(SUPPLIED ENTRIES Opens)

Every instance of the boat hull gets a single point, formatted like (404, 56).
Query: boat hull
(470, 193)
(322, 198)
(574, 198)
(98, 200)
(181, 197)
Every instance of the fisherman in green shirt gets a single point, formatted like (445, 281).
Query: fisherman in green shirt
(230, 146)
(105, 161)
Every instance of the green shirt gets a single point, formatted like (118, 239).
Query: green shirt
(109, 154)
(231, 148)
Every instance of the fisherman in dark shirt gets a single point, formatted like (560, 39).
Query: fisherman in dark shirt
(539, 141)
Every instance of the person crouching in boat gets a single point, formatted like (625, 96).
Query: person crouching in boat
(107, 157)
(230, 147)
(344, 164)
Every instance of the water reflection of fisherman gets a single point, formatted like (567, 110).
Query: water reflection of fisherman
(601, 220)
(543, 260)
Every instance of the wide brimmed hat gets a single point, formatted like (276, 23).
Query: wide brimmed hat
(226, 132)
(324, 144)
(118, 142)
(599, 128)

(SUPPLIED ENTRIES Closes)
(SUPPLIED ENTRIES Opens)

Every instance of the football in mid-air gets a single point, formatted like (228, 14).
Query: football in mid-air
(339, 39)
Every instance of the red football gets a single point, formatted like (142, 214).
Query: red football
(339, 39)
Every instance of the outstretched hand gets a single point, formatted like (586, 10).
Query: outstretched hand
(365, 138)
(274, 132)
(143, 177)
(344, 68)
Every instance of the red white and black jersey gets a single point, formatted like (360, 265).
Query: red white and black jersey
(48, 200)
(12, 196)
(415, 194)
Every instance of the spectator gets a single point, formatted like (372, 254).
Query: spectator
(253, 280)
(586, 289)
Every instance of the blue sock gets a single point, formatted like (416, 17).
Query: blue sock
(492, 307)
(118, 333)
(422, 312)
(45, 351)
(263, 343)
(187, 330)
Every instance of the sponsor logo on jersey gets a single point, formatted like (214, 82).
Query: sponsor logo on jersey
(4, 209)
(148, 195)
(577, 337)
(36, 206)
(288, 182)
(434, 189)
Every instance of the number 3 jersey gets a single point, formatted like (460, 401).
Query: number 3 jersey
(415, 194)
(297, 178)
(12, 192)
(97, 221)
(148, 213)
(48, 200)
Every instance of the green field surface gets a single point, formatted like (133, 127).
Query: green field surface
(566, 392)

(SUPPLIED ENTRIES Closes)

Please transcribe only the lines in the records above running from the line that has "Query: fisherman in green shirt" through the line that has "Every instance of the wide", both included, exactly as they appear.

### OUTPUT
Query: fisherman in green shirt
(230, 146)
(105, 161)
Every instance of the green shirt gets a single point, formatted like (118, 239).
Query: green shirt
(109, 154)
(231, 148)
Every instance of the fisherman in dark shirt gets a single point, formatted like (560, 39).
Query: fisherman in dark shirt
(539, 141)
Every instance of the person crouching in boat gets a single point, formatted like (625, 96).
Query: person crouching in boat
(107, 157)
(230, 147)
(344, 164)
Every instance of the water reflection of fisherman gets a single point, formatted like (567, 110).
Query: water reflection of fisherman
(601, 220)
(543, 260)
Every instance of the wide brimmed hat gets a single point, formatted like (276, 23).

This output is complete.